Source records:

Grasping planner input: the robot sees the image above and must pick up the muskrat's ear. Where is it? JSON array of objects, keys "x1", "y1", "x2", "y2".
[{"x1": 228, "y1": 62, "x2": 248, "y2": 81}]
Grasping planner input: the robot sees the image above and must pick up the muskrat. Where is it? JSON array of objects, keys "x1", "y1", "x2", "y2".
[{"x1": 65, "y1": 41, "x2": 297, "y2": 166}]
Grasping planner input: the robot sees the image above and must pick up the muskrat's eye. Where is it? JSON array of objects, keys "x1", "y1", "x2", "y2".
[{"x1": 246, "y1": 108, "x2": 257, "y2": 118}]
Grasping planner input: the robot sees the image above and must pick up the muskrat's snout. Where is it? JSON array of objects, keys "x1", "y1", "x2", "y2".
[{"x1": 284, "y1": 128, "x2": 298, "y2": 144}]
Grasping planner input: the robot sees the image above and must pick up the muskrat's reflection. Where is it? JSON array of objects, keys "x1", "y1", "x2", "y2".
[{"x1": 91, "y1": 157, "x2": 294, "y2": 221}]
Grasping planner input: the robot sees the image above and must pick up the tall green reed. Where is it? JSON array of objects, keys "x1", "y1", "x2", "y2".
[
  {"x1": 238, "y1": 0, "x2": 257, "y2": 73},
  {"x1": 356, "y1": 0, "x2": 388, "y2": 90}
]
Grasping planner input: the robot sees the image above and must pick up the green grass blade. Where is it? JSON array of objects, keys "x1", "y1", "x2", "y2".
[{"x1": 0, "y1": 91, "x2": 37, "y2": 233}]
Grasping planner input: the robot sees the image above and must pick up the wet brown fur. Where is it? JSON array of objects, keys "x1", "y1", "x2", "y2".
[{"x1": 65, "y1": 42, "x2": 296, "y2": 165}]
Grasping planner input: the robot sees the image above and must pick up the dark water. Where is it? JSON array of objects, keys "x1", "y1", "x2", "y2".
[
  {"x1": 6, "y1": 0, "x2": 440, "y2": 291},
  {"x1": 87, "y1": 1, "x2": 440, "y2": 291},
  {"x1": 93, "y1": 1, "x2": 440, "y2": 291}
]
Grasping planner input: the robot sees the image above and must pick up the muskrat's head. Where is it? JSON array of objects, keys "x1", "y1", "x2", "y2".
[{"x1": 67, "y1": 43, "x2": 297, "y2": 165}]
---
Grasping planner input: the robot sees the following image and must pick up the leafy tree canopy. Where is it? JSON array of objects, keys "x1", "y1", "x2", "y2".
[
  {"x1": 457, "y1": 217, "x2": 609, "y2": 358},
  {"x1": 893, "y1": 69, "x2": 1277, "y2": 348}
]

• _Task statement_: From the entries above, extract each line that contains the string "muskrat" and list those lines in their original order.

• _Full answer_:
Grasping planner input: the robot sees the image above and must pick up the muskrat's ear. Where is it? JSON array of objects, keys "x1", "y1", "x2", "y2".
Grasping planner input: the robot sees the image above and must pick up the muskrat. Where is it? JSON array of objects, keys "x1", "y1", "x2", "y2".
Grasping planner input: the robot sees the image above and must pick up the muskrat's eye. Where is it? JSON array of objects, keys "x1", "y1", "x2", "y2".
Grasping planner input: the robot sees the image above and must pick up the muskrat's snout. Where is it? JSON array of objects, keys "x1", "y1", "x2", "y2".
Grasping planner input: the robot sees the image above and must pick up the muskrat's reflection. Where is it? JSON array of objects, keys "x1", "y1", "x2", "y2".
Grasping planner input: the robot sees the image above and must pick up the muskrat's head. Where is it? JSON array of objects, keys "x1", "y1", "x2", "y2".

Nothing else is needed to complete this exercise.